§ **BRIEF**:
Lay out every line of the items below as a numbered list, leaving out any blank lines.

(Point labeling examples)

:::::

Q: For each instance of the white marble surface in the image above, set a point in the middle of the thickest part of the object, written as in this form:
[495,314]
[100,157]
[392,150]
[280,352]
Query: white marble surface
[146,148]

:::::

§ **SOLUTION FOR THIS TASK**:
1. Q: For each instance of the white marble surface in the image above, set a point in the middle of the thickest part of the object, written as in this form:
2. [495,314]
3. [100,157]
4. [392,150]
5. [280,352]
6. Query: white marble surface
7. [146,148]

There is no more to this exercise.